Image-grounded pointing data
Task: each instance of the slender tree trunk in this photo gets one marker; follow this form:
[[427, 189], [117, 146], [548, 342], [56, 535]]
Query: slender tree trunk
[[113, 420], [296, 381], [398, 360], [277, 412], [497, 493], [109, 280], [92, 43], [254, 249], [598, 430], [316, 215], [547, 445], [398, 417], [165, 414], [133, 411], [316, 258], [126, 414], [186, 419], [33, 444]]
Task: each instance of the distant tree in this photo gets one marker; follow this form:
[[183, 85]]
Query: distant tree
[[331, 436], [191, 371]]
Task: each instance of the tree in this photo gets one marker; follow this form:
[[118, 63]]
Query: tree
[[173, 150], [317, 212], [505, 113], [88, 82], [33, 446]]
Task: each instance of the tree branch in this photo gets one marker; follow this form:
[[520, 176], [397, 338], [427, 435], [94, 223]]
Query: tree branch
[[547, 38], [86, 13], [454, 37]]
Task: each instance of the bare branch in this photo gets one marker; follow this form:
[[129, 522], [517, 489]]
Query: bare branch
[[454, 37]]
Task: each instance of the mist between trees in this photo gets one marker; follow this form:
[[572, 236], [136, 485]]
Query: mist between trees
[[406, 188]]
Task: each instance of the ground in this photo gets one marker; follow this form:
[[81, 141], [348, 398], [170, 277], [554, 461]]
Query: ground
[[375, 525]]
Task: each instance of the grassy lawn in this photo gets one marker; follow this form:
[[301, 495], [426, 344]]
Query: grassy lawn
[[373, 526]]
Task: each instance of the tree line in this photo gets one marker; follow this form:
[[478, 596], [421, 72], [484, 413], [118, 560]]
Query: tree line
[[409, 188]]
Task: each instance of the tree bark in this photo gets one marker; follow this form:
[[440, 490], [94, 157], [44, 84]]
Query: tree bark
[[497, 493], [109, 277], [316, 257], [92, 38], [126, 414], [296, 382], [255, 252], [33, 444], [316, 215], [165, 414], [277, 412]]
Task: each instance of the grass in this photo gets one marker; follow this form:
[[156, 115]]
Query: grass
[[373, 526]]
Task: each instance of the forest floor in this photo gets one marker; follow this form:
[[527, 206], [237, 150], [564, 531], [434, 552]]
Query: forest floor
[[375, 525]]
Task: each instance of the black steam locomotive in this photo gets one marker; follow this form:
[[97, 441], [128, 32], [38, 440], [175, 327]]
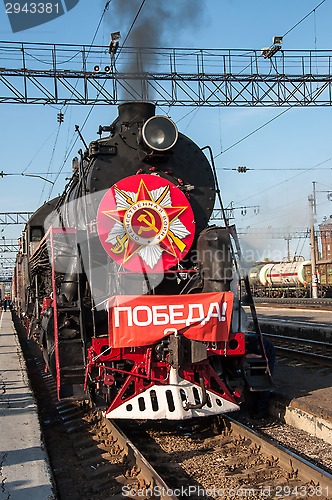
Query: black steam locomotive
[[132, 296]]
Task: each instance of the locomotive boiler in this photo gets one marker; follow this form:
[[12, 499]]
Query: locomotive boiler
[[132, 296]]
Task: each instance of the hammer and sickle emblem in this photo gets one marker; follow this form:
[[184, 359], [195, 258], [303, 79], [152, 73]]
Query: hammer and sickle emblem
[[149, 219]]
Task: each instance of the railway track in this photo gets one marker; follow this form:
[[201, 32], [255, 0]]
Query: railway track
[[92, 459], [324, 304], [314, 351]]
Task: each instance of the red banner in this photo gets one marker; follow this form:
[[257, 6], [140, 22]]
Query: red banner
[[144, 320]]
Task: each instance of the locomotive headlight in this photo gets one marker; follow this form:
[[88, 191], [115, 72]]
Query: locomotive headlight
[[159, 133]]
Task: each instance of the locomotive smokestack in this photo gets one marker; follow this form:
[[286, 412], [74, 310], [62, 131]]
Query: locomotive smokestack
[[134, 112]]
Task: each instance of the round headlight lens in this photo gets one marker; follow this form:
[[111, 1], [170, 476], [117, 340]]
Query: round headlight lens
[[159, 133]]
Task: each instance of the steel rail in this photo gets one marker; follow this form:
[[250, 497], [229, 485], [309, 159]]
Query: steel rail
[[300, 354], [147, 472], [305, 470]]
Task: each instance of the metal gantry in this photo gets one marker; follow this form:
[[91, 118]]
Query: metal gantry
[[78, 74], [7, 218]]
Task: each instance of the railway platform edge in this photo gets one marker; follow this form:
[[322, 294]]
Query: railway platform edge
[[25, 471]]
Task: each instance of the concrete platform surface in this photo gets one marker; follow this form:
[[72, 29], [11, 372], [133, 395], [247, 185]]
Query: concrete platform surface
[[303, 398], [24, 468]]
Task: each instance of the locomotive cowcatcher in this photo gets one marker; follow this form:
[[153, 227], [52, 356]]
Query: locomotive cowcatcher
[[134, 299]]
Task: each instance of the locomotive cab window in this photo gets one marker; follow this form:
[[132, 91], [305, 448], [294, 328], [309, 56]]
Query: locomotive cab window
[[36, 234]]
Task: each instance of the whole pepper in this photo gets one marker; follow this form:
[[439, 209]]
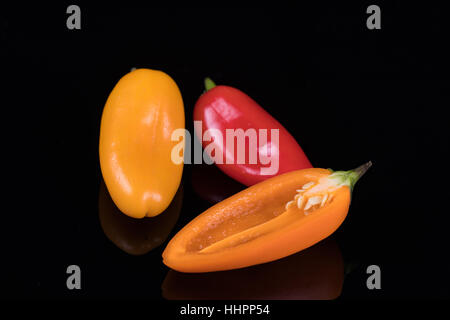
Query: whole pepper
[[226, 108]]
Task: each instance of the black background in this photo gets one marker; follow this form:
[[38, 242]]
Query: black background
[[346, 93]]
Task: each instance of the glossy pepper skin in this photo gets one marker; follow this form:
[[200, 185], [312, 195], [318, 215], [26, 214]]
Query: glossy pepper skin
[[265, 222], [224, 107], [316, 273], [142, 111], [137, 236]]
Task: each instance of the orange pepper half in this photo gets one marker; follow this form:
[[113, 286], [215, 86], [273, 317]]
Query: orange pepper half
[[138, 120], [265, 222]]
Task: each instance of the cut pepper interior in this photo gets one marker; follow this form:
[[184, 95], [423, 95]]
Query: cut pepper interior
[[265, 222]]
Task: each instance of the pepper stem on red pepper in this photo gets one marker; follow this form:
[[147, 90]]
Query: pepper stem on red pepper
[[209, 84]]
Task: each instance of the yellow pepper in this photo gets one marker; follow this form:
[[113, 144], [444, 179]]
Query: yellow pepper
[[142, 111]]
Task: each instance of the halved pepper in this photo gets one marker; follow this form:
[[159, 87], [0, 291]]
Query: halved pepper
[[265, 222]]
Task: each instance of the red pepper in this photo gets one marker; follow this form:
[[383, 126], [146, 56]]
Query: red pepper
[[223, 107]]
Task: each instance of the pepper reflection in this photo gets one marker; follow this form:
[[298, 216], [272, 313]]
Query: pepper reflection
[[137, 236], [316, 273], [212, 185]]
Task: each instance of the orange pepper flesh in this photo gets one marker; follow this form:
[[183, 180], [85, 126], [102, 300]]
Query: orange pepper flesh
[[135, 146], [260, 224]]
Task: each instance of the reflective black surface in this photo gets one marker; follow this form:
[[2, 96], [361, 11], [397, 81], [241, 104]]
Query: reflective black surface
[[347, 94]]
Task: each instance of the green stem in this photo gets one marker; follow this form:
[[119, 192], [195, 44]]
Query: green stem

Instructions for the task: For the records above, state how many lines contain the word "green". Give only the number.

Final answer: 2